• **SOURCE RECORDS**
_ _ _ _ _ _ _

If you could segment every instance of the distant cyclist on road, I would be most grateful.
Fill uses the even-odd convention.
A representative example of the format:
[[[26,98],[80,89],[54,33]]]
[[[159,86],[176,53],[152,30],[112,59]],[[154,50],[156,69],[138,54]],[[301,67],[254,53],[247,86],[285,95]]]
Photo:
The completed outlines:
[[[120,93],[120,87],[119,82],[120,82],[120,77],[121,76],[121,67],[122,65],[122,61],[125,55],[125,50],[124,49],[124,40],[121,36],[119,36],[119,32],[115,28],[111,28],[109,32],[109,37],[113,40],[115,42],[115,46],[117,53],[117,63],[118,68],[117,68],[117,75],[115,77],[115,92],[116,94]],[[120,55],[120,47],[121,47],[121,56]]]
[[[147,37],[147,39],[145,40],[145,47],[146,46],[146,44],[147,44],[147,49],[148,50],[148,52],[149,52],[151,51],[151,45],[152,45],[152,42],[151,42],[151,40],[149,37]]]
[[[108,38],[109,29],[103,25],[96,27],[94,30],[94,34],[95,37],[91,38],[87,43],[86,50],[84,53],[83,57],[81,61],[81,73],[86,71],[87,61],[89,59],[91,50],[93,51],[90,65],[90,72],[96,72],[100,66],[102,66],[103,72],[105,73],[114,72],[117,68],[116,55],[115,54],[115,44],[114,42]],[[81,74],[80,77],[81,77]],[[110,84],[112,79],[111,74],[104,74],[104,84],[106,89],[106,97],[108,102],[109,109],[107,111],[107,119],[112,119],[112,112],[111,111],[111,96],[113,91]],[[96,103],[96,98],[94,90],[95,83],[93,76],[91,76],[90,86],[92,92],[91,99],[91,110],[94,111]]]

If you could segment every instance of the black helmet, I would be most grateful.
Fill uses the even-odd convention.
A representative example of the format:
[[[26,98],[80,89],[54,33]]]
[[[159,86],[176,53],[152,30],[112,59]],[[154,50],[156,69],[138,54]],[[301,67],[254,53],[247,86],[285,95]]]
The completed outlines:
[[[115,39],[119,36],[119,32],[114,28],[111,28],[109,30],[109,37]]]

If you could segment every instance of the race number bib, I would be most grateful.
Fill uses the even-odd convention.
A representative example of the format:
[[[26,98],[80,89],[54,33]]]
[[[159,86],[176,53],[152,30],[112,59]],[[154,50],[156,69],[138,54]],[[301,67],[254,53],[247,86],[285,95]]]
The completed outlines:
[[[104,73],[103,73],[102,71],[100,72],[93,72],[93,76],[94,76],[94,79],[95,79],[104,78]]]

_ _ _ _ _ _ _

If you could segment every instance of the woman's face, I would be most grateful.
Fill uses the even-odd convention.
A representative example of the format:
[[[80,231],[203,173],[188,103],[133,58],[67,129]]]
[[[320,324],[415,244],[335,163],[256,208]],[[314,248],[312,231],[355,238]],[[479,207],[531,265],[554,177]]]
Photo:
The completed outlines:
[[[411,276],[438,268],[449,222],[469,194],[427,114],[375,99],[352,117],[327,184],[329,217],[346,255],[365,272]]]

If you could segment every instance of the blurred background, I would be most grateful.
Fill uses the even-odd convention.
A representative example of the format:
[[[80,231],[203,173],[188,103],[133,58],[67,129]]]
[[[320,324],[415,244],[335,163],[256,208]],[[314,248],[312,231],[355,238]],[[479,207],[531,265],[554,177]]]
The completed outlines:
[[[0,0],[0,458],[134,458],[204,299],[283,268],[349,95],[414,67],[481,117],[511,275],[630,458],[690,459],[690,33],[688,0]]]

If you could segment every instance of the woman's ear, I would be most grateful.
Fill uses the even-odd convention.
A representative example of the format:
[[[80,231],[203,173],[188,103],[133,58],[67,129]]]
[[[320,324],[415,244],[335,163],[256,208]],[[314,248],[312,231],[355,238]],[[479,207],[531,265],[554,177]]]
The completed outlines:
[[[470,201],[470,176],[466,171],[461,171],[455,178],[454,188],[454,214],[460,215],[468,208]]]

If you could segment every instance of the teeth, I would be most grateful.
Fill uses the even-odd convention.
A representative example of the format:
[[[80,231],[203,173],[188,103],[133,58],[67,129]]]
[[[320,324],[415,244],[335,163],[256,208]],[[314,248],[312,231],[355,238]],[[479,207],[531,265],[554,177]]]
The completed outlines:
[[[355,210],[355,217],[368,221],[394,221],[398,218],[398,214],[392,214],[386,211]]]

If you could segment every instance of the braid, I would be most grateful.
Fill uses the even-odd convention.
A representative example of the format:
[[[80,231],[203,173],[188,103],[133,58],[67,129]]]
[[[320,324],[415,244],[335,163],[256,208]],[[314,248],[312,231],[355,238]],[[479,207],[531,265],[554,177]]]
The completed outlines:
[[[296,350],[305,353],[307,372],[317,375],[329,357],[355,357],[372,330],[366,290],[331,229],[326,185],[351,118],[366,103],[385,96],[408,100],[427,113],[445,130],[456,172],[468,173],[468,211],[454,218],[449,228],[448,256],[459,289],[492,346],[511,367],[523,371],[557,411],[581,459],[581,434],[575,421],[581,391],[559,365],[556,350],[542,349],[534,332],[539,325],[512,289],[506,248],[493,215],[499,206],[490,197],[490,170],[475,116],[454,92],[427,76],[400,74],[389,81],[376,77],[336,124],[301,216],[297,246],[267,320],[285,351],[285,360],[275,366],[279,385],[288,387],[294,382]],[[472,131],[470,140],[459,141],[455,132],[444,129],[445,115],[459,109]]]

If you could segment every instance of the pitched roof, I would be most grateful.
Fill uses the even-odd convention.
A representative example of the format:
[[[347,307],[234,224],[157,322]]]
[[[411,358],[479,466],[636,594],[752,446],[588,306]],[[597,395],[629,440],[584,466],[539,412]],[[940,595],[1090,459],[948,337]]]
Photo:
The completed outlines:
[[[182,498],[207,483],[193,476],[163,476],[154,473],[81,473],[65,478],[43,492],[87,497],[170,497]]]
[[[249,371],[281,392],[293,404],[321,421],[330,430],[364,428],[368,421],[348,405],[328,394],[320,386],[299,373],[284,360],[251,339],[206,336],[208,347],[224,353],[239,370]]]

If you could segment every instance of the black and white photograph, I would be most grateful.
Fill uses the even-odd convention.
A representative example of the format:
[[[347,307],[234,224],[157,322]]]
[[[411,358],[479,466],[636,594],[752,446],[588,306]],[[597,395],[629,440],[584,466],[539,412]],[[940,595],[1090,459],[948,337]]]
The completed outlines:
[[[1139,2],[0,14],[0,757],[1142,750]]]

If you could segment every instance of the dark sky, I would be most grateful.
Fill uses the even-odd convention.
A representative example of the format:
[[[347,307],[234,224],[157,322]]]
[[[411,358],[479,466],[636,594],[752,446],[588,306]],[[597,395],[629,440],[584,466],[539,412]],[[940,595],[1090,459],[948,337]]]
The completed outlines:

_ _ _ _ _ _ _

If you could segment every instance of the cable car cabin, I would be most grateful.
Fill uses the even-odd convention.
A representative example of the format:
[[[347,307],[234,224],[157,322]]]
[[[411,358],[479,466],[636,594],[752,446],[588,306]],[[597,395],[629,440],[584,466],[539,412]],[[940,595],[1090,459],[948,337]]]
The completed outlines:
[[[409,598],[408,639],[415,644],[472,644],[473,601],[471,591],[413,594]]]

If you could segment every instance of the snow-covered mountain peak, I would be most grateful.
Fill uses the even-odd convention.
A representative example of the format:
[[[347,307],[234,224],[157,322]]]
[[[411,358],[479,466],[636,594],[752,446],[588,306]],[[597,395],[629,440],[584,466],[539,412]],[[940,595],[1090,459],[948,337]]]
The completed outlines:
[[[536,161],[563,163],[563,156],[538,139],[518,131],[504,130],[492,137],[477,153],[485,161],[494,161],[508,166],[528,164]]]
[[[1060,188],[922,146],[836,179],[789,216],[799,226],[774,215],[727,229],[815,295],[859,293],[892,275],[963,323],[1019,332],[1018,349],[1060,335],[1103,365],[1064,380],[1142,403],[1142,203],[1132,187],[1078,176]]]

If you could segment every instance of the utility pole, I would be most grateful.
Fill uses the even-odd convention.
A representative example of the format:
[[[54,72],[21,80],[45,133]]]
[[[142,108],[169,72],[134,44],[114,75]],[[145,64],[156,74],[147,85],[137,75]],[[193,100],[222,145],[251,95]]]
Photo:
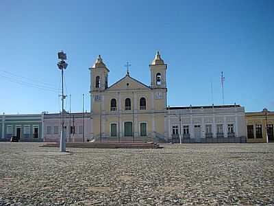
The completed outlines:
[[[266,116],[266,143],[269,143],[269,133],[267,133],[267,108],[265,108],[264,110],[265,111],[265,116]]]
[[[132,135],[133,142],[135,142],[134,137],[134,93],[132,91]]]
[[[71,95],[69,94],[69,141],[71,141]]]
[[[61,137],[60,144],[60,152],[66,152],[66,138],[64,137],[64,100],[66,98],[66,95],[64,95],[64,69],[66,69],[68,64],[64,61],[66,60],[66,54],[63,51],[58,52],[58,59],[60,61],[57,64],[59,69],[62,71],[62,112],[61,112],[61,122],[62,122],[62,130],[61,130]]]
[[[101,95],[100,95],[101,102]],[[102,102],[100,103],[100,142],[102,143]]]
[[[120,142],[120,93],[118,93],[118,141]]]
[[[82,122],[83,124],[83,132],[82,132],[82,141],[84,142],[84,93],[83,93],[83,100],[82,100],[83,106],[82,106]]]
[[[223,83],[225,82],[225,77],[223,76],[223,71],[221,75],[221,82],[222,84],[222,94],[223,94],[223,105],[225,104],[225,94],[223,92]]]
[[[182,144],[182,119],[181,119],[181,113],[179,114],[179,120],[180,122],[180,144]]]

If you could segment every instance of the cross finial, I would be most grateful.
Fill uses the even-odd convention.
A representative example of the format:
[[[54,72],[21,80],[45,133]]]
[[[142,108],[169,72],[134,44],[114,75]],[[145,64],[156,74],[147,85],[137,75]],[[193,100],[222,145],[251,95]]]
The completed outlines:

_ _ _ _ _ _ _

• **GIVEN INSTRUCTION**
Count how many lines in the rows above contain the word "woman", and reply with only that number.

• **WORKED SOLUTION**
2